Work item:
A verbatim copy of every record is needed.

Data for processing:
= Beginning of Section =

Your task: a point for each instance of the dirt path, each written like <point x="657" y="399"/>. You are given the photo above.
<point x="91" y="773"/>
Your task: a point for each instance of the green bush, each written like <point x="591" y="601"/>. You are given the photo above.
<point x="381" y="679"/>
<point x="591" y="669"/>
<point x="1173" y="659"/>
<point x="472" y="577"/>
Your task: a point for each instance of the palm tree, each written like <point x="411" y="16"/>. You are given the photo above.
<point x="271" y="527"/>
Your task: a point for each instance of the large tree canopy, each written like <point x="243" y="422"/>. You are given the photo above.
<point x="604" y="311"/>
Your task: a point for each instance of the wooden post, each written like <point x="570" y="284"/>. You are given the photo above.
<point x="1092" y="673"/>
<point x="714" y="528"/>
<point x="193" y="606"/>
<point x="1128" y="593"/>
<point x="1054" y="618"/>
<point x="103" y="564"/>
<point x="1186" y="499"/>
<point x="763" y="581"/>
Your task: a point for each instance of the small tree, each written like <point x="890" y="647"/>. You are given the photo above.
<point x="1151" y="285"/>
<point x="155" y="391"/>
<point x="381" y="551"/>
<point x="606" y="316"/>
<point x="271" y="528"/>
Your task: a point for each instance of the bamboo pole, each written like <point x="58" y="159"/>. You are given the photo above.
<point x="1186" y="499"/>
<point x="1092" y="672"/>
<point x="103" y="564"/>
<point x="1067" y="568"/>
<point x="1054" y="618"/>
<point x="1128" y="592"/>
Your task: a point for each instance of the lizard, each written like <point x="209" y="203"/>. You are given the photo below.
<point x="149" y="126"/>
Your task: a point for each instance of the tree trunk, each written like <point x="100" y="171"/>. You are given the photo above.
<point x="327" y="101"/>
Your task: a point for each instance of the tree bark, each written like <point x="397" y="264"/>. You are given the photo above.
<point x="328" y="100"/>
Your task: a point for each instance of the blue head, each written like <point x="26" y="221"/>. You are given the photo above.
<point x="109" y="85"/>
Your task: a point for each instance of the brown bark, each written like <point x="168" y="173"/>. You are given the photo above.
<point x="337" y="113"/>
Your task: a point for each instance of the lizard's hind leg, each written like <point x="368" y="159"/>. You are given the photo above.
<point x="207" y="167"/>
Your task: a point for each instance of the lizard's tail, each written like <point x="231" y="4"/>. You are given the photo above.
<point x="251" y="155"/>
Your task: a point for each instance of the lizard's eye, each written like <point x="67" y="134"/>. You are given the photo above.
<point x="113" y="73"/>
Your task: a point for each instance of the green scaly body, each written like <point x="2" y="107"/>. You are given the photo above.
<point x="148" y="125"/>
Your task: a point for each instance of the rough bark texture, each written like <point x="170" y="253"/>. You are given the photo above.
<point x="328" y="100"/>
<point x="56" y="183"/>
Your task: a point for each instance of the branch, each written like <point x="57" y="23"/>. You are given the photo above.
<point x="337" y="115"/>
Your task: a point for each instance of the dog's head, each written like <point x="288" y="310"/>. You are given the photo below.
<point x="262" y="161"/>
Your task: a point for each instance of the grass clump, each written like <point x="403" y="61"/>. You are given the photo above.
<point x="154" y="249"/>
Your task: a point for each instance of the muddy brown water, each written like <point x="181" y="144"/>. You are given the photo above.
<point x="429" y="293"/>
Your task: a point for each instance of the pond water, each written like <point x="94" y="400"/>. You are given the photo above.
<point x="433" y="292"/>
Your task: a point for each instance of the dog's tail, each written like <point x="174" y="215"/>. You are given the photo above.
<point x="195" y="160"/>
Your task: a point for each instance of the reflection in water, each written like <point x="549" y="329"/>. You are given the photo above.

= End of Section =

Expected output:
Your task: a point for each instance of the dirt path, each written like <point x="657" y="399"/>. You are given the photo above.
<point x="91" y="773"/>
Your task: a point for each instance of the green bush, each written like <point x="591" y="601"/>. You are given the photo above.
<point x="381" y="679"/>
<point x="591" y="669"/>
<point x="1173" y="659"/>
<point x="472" y="577"/>
Your task: a point for each instance of the palm tree, each written like <point x="411" y="16"/>. You are given the photo above.
<point x="271" y="527"/>
Your task: a point for each instance of the large tree canopy, each written like <point x="243" y="422"/>. You are given the photo above.
<point x="604" y="311"/>
Your task: a point for each instance of the wooden post, each written like <point x="570" y="284"/>. You are given the photo above.
<point x="1092" y="673"/>
<point x="714" y="528"/>
<point x="193" y="606"/>
<point x="1128" y="593"/>
<point x="1054" y="618"/>
<point x="103" y="564"/>
<point x="1186" y="499"/>
<point x="763" y="581"/>
Your task: a point for each instance of the small tree, each written like <point x="890" y="647"/>. You are given the photo above.
<point x="1151" y="285"/>
<point x="155" y="391"/>
<point x="381" y="551"/>
<point x="606" y="316"/>
<point x="271" y="528"/>
Your task: a point for each instance of the bamboo pole, each written like <point x="58" y="159"/>. You are given the photo above.
<point x="1186" y="499"/>
<point x="1092" y="672"/>
<point x="103" y="564"/>
<point x="1067" y="568"/>
<point x="1054" y="618"/>
<point x="1128" y="592"/>
Your task: a point for each instance of the lizard, each written like <point x="209" y="203"/>. You are given the photo below.
<point x="149" y="126"/>
Your task: a point for each instance of the tree trunk, each written like <point x="100" y="171"/>. You are given the photo above.
<point x="327" y="101"/>
Your task: a point for each instance of the tree bark, each written like <point x="397" y="264"/>. You are given the photo above.
<point x="328" y="100"/>
Your task: a point for each instance of the blue head, each written like <point x="26" y="221"/>. You are given the photo above.
<point x="109" y="85"/>
Your task: a point for each instance of the brown bark, each written like <point x="168" y="173"/>. You are given the photo above.
<point x="337" y="113"/>
Your task: a point for each instance of the lizard's hind leg, each written like <point x="368" y="159"/>. You are given the photo above.
<point x="207" y="167"/>
Your task: a point for each instance of the lizard's tail, each written like <point x="231" y="4"/>. You are given the photo above.
<point x="251" y="155"/>
Your task: a point for each instance of the lizard's eye, each written like <point x="67" y="134"/>. You are given the photo above.
<point x="113" y="73"/>
Your task: a point for each instance of the green scaly body, each written like <point x="2" y="107"/>. You are given the photo above.
<point x="148" y="125"/>
Your task: a point for each instance of the rough bark texture, each written like <point x="170" y="253"/>. You are given the photo above.
<point x="328" y="100"/>
<point x="56" y="183"/>
Your task: a point for each instance of the branch, each written like <point x="57" y="23"/>. You are given the photo above.
<point x="337" y="115"/>
Your task: a point for each instance of the dog's head, each written like <point x="288" y="310"/>. You are given the photo below.
<point x="262" y="161"/>
Your task: a point for each instance of the grass clump, each written like <point x="403" y="61"/>. You are given the photo above.
<point x="154" y="249"/>
Your task: a point for each instance of the muddy brown water, each written like <point x="181" y="144"/>. You are given the photo above.
<point x="429" y="293"/>
Your task: a point for each instance of the pond water, each written like <point x="94" y="400"/>. You are given the photo above.
<point x="433" y="292"/>
Your task: a point for each instance of the dog's tail, each written like <point x="174" y="215"/>. You are given the photo above.
<point x="195" y="160"/>
Your task: a point for each instance of the reflection in water, each written like <point x="549" y="329"/>. You are given the photo above.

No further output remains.